Source excerpt

'''

The Personalist Project

Pride is a stubborn insistence of being what we are not and never were intended to be. Pride is a deep, insatiable need for unreality, an exorbitant demand that others believe the lie we have made ourselves believe about ourselves.

–Thomas Merton, "The New Man"

The Merton quote above struck me as corresponding well with my personal definition of humility as desiring to know yourself and be known as nothing more than what you simply and truly are. It’s a definition that rejects posturing, fault-finding, and preoccupation with status. 

It's a tricky task, though, predicated as it is on true self-knowledge. Where does self-knowledge come from? I think it is natural for us to look to those around us to tell us who we are and what we are worth, and maybe the hurts we receive from putting our value so completely in others’ hands is what eventually drives us to build these false narratives around ourselves, to cushion our sense of self and sense of worth from the harshness of the world’s judgment. We all know, after all, that the world is harsh. The harshness of the world’s judgement is on display every day—in the way we respond to others’ sins and to others’ mistakes, in the ways we label and set people aside based on clothing or mannerisms or other externals things that we take as representative of internal reality, the way we so quickly believe ourselves to have seen to the heart of another when we still lack knowledge of even our own hearts.

'''

Provided information
'''

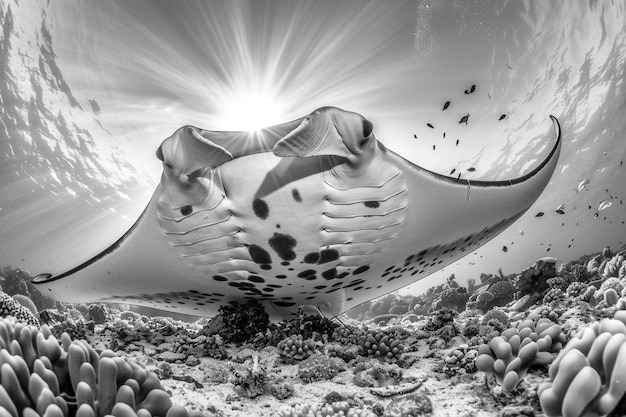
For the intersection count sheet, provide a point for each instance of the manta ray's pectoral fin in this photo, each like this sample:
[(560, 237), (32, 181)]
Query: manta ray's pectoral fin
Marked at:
[(185, 155), (327, 131), (187, 151)]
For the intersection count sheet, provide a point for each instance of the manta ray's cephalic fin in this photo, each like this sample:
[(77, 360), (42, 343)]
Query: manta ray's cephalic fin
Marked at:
[(187, 151), (316, 135)]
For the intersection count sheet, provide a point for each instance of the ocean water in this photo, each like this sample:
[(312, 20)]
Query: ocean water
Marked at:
[(90, 89)]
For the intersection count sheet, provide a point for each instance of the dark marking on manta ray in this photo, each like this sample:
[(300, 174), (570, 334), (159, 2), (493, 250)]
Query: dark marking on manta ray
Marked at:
[(296, 195), (328, 255), (283, 246), (261, 209), (259, 255), (329, 274), (361, 269), (312, 257), (307, 273)]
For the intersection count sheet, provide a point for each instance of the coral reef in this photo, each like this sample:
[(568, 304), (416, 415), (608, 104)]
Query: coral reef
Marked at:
[(382, 345), (510, 355), (297, 348), (587, 378), (41, 376), (10, 307)]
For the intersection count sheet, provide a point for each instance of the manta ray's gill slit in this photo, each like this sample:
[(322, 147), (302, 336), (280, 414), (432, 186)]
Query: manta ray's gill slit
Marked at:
[(177, 209), (396, 176), (365, 202), (352, 216), (191, 214)]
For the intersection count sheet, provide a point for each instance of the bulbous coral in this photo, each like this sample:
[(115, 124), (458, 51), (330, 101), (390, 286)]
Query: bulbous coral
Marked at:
[(510, 355), (381, 345), (41, 376), (460, 358), (587, 378)]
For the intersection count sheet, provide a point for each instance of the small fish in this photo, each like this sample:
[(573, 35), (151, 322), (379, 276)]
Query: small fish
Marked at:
[(604, 205), (583, 184)]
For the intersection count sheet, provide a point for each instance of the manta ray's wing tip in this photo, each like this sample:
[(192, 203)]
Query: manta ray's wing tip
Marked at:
[(41, 278)]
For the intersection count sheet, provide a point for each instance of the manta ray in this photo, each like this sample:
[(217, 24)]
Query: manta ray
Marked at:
[(312, 213)]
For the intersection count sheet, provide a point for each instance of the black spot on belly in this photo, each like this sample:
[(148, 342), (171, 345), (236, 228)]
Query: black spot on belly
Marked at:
[(260, 208), (283, 246), (328, 255), (284, 304), (259, 255), (307, 273), (311, 258), (360, 269), (296, 195), (329, 274)]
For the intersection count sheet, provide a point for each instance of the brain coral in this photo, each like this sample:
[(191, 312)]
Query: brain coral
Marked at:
[(510, 355), (588, 378), (42, 377)]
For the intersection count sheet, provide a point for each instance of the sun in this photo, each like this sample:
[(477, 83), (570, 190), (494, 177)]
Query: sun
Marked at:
[(251, 112)]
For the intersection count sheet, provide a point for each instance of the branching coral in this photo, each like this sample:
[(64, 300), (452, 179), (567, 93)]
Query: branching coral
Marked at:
[(296, 348), (510, 355), (41, 377), (10, 307), (319, 368), (588, 377)]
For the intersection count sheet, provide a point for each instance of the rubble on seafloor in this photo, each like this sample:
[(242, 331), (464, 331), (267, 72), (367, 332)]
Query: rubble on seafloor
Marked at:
[(522, 344)]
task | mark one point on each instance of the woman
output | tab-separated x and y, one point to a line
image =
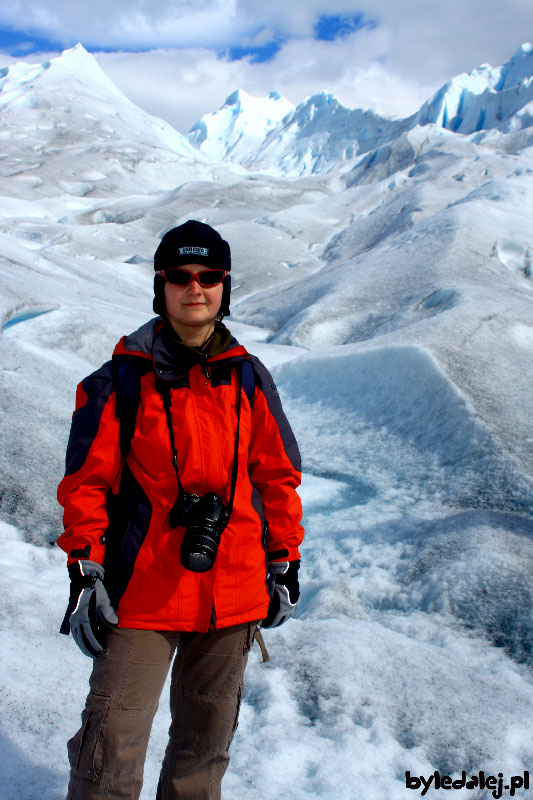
182	527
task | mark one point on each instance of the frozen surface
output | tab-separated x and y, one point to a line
389	290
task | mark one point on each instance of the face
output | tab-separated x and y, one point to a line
191	309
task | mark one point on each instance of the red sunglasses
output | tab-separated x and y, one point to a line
181	277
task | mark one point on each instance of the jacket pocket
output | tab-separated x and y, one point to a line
87	746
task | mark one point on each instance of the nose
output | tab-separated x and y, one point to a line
194	285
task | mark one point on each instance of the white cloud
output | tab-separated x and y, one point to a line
416	46
181	86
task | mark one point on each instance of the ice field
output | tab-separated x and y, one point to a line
389	290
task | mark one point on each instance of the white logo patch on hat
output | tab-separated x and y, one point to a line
193	251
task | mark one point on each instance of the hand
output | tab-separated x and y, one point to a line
284	590
93	612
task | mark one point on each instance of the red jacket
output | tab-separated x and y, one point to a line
146	581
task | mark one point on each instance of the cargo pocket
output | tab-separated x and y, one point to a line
86	748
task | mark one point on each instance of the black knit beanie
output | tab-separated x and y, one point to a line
192	243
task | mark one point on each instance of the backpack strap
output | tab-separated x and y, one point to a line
127	372
248	379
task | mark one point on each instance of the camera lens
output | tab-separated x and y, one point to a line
202	536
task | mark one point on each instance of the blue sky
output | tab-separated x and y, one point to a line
181	58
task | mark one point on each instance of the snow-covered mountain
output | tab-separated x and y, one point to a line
390	292
239	126
320	131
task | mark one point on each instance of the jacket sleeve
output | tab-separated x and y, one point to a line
274	464
92	465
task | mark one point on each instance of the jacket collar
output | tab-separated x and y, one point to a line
170	361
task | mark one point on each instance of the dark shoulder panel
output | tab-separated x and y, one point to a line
96	388
264	382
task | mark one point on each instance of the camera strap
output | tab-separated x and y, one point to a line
235	465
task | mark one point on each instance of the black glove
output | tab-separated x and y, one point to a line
284	591
89	611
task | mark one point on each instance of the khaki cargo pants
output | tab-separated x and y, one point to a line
107	754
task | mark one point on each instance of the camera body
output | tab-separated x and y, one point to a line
204	518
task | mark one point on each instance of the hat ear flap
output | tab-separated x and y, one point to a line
159	295
226	292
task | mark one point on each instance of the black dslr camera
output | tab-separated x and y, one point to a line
204	519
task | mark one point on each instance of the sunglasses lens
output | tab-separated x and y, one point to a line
211	277
178	276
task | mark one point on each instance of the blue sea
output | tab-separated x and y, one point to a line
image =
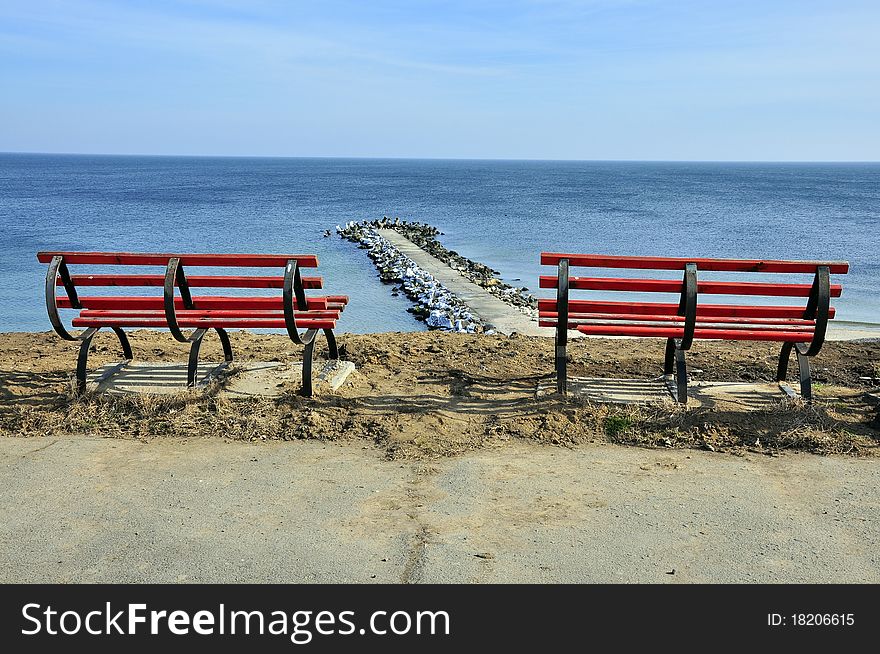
502	213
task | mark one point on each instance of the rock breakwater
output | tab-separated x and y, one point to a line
425	236
436	305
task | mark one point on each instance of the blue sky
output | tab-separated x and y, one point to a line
545	79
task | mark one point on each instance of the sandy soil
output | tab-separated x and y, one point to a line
428	395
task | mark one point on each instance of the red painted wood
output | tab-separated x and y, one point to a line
678	263
718	334
552	315
195	281
657	308
200	302
156	259
217	313
674	286
781	329
237	323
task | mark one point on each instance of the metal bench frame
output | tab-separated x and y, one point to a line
675	365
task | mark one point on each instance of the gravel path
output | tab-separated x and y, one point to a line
209	510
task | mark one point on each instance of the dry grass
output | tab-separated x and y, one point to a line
434	395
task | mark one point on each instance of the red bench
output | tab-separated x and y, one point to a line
177	308
801	328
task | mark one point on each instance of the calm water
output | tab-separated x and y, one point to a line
502	213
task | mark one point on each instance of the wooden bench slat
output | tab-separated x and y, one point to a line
156	259
200	302
706	324
658	308
768	289
678	263
573	317
238	323
195	281
710	334
210	313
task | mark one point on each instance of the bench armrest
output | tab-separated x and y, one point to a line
818	309
687	307
57	266
293	288
174	276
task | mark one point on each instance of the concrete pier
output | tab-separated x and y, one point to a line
505	318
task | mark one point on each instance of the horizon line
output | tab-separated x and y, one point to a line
422	158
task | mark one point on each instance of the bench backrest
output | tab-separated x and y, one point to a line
739	314
177	283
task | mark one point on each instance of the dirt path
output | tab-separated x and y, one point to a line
210	510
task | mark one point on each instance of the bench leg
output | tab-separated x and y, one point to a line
681	375
803	370
224	341
123	341
310	337
561	370
331	344
675	366
669	361
83	358
192	367
804	373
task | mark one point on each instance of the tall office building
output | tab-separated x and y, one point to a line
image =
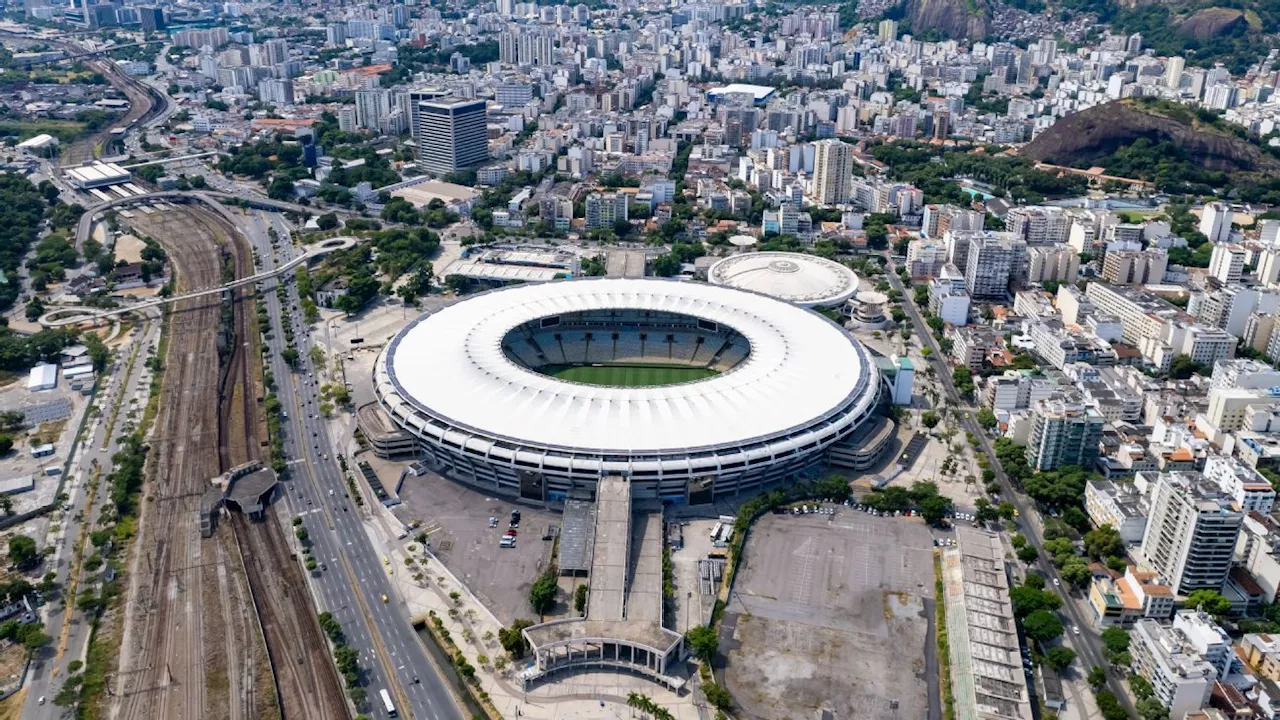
887	31
336	35
408	103
371	106
1191	532
151	18
739	126
275	91
1226	263
603	209
832	172
1216	222
451	135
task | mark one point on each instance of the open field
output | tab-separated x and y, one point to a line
833	611
627	376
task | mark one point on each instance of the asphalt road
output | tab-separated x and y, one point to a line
1088	645
353	579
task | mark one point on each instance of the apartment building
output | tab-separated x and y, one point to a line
1064	432
949	297
1257	551
926	258
937	219
1123	601
1073	304
1136	267
1038	226
1251	491
1226	261
603	209
1052	263
1191	533
1119	505
993	263
1018	391
1216	222
970	345
1230	308
1142	314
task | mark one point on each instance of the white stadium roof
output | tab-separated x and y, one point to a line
804	279
451	364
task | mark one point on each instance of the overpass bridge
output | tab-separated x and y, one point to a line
210	197
62	317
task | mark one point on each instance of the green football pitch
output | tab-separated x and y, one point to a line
627	376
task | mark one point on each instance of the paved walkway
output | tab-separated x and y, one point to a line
583	696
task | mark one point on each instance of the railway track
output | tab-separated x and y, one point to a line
182	645
144	104
218	628
305	678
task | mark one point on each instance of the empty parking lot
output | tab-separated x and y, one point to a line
456	519
833	613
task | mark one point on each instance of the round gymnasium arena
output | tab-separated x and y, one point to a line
688	390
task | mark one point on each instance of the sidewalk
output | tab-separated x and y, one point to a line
475	630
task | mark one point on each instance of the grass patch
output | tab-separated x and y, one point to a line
949	701
627	376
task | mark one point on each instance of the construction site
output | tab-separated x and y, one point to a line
219	627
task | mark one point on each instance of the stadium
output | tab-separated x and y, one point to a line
689	390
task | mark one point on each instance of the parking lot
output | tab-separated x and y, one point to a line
457	523
833	613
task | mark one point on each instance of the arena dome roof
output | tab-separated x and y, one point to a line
800	370
801	279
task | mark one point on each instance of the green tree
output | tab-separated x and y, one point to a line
717	696
703	641
1059	657
935	509
1104	542
512	638
542	595
1042	625
23	552
1208	601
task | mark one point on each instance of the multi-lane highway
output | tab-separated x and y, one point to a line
1087	643
353	578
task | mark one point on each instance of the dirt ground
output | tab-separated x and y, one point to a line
128	247
832	613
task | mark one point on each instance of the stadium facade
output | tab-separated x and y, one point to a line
471	383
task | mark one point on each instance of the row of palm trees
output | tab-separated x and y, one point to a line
647	706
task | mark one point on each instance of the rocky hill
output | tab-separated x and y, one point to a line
952	18
1100	131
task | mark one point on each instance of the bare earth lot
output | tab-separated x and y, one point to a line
833	613
456	519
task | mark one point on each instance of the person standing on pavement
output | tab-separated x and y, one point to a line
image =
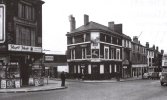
63	77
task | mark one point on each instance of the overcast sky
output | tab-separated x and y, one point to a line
145	17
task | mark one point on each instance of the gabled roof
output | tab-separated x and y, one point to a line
93	26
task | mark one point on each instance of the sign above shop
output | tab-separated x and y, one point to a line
49	58
13	47
2	23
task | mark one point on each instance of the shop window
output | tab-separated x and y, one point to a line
26	11
37	71
72	53
13	71
118	54
83	53
106	52
2	71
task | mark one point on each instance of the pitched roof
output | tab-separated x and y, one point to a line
91	26
96	26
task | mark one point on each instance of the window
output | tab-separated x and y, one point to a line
106	52
26	11
112	53
72	53
83	53
118	54
25	35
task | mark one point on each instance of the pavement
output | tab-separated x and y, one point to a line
55	84
48	85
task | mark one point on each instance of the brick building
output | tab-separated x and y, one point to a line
139	57
94	51
20	42
126	56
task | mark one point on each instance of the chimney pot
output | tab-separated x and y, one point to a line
72	22
111	25
118	28
157	48
86	19
147	44
153	47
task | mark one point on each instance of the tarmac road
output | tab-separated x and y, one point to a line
129	90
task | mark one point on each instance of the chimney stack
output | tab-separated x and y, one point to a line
111	25
72	23
157	48
153	47
147	44
86	19
162	52
118	28
135	39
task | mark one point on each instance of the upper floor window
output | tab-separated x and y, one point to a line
112	53
83	53
26	11
106	52
72	53
118	54
25	35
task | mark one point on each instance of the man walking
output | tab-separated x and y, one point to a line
63	77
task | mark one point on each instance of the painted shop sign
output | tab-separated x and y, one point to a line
2	23
49	58
13	47
3	84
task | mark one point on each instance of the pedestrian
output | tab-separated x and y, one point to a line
63	77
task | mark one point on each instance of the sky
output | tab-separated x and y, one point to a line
144	18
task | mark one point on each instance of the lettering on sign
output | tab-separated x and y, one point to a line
2	23
13	47
49	58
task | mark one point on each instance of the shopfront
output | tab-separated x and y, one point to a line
18	68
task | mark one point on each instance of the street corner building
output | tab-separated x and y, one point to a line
20	43
97	52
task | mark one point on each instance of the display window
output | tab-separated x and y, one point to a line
13	71
36	78
36	71
10	75
2	72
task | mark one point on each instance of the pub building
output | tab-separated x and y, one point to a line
20	43
94	51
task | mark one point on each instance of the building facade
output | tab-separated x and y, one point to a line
94	51
20	42
126	57
139	58
55	64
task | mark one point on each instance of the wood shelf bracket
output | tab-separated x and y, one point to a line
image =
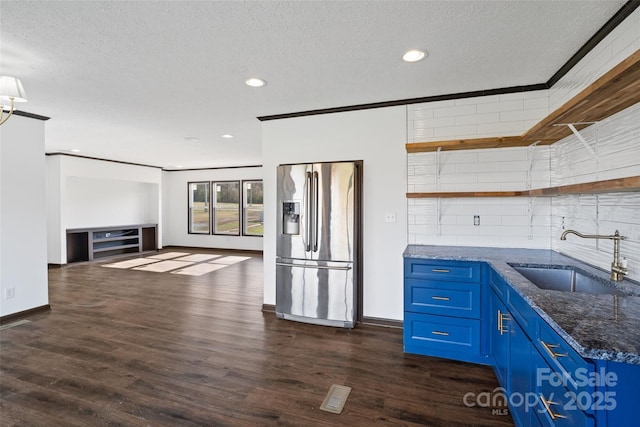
438	167
530	155
530	207
439	217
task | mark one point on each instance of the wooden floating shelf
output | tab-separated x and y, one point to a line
616	90
628	184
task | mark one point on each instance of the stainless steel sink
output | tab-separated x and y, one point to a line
565	278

'''

Problem
Answer these questions about the passage on pride and humility:
1. From which work by Thomas Merton is the quotation taken?
2. What three things does the writer's definition of humility reject?
3. On what does the writer say the task of humility is predicated?
Rely on the text alone.

Expected answer
1. "The New Man"
2. Posturing, fault-finding, and preoccupation with status
3. True self-knowledge